▶ AUSZUG
<<<<
Mit 14 Jahren fängt Oettermann an, eigene Lieder zu komponieren. Nach der Schule studiert er an der Universität in Tübingen vergleichende Religionswissenschaften und Philosophie, später Jazzgesang und Komposition im niederländischen Hilversum und schließlich in Trossingen klassischen Gesang. Während des Studiums lernt er seine Frau Joanna kennen. Er sagt über ihr Heimatland: "Das ist für mich wie ein anderer Planet." Sie sagt über Deutschland: "Hier habe ich das Leben gelernt – und ich lerne immer noch." Auch Choi bewegt sich zwischen den verschiedenen Disziplinen der Kunst.
Auf den großen und kleinen Bühnen
Am Hamburger Thalia-Theater steht Oettermann Mitte der 1990er-Jahre erstmals auf der Bühne. Dort hat er von 1997 bis 1999 sein erstes Engagement, spielt bis zu acht Rollen teilweise gleichzeitig. Seine mehrfachen Auftritte in der Londoner Royal-Albert-Hall bleiben in Erinnerung. "Die Briten nehmen klassische Musik nicht so ernst – da wird auch schon mal geschunkelt", erzählt Oettermann lächelnd. Tourneen und Auftritte mit Größen wie den Berliner Philharmonikern, Gastspiele an Opern- und Theaterhäusern weltweit stehen in seiner Vita. Sein letztes festes Engagement hat Oettermann am Staatstheater Meiningen, das er ab 2006 beendet. "Wenn man mit der Kunst überleben will, muss man immer dranbleiben", gibt er seine Erfahrungen wieder. Dazu gehört auch seine Erkenntnis: "Die Bühne hat schöne, aber eben auch hässliche Seiten", dabei betont Oettermann, dass er nie blauäugig gewesen ist. Für ihn ist die Bühnen-Karriere nie das Wichtigste gewesen. Zumal man auch "bestimmte Sachen machen müsste", zu denen er nicht bereit gewesen ist. Oettermann genießt die freiberufliche Kunst, für ihn hat "künstlerische Freiheit hat etwas Großes". Gemeinsam mit seiner Frau werden Themen wie Sport, Theater, Mode oder Design miteinander kombiniert, damit Neues entsteht.
>>>>
▶ DATENSATZ
<<<<
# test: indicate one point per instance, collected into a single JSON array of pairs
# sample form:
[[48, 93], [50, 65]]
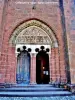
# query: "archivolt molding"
[[33, 30]]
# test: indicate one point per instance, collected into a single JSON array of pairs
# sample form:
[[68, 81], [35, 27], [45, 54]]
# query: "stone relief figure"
[[33, 35]]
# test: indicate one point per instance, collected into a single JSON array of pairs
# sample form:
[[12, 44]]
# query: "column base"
[[33, 83]]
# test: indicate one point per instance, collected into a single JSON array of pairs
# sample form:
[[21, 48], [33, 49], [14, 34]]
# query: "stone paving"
[[39, 98]]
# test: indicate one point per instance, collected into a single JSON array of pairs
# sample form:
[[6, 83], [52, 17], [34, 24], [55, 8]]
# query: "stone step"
[[35, 94], [32, 85], [32, 89]]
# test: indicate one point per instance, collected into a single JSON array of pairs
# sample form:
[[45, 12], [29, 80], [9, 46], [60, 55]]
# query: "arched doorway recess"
[[34, 32], [42, 67], [23, 67]]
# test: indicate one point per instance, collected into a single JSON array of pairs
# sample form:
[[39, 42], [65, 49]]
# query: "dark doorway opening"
[[23, 68], [42, 68]]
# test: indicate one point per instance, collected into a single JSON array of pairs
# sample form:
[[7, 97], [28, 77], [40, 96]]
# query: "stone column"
[[33, 69]]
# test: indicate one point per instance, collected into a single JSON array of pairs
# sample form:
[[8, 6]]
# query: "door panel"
[[42, 68], [23, 69]]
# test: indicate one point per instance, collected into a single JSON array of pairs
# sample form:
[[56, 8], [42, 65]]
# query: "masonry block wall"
[[15, 12], [69, 10]]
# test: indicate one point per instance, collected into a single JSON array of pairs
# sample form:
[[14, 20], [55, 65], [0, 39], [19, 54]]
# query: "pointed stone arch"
[[24, 31]]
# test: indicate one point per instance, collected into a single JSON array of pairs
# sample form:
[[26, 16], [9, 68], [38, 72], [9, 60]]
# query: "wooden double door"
[[23, 68], [42, 68]]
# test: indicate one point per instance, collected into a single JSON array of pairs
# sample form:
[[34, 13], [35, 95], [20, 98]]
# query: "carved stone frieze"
[[32, 35]]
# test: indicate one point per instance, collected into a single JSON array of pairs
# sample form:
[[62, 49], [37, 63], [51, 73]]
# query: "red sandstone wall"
[[69, 6], [18, 13]]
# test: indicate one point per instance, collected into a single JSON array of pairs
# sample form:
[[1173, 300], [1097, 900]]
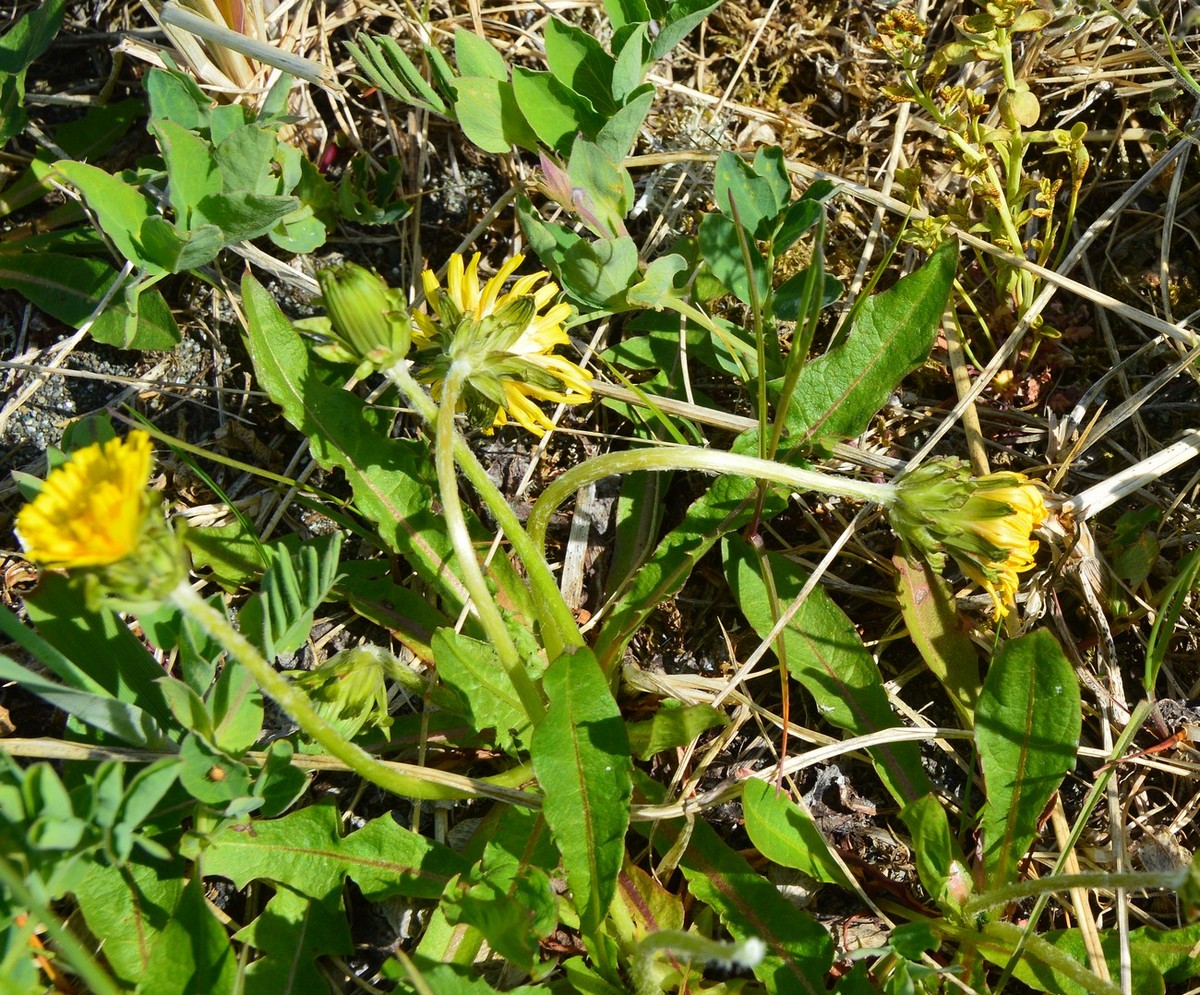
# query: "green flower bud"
[[349, 689], [369, 321], [985, 523]]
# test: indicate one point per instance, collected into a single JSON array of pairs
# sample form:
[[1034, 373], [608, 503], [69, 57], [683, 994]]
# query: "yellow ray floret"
[[507, 337], [985, 523], [91, 509]]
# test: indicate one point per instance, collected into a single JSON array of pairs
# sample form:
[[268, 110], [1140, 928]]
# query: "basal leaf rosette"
[[985, 523], [96, 515], [505, 339]]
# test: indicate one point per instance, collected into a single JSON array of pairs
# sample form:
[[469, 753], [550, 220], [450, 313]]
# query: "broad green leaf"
[[839, 393], [490, 117], [244, 161], [30, 37], [511, 904], [619, 132], [624, 12], [598, 273], [745, 197], [193, 952], [120, 209], [649, 903], [100, 643], [579, 61], [604, 185], [1033, 958], [306, 852], [523, 837], [682, 17], [477, 57], [799, 951], [175, 97], [1151, 966], [939, 633], [186, 706], [826, 654], [724, 253], [630, 65], [391, 479], [65, 287], [1027, 725], [175, 250], [658, 283], [87, 138], [673, 725], [12, 106], [245, 215], [138, 319], [127, 909], [473, 670], [292, 931], [769, 166], [191, 171], [581, 757], [786, 834], [229, 555], [935, 850], [802, 215], [214, 778], [555, 112], [21, 46]]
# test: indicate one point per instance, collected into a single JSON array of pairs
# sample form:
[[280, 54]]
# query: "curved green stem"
[[465, 549], [691, 457], [559, 630], [295, 703]]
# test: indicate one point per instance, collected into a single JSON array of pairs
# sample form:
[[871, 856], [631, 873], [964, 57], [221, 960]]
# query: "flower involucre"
[[505, 340], [985, 523], [91, 509]]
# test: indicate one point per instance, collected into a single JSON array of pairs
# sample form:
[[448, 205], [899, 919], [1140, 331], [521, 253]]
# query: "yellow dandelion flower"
[[507, 337], [985, 523], [90, 510]]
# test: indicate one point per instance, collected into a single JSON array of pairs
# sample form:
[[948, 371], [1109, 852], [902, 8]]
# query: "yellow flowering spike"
[[505, 337], [985, 523], [90, 510]]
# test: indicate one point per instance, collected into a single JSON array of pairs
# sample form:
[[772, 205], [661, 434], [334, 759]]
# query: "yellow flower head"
[[91, 509], [507, 339], [985, 523]]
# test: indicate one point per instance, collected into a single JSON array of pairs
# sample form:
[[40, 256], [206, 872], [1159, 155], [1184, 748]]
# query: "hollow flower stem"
[[693, 457], [460, 537], [558, 628]]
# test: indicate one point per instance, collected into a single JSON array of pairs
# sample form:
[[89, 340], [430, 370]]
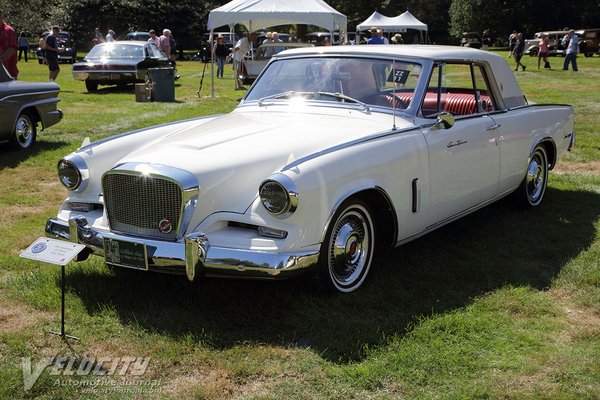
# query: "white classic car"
>>>>
Bitte gib an, von wann bis wann Oettermann laut dem Auszug sein erstes Engagement am Hamburger Thalia-Theater hatte. Die Zeilen haben mit dem Auszug nichts zu tun.

Von 1997 bis 1999.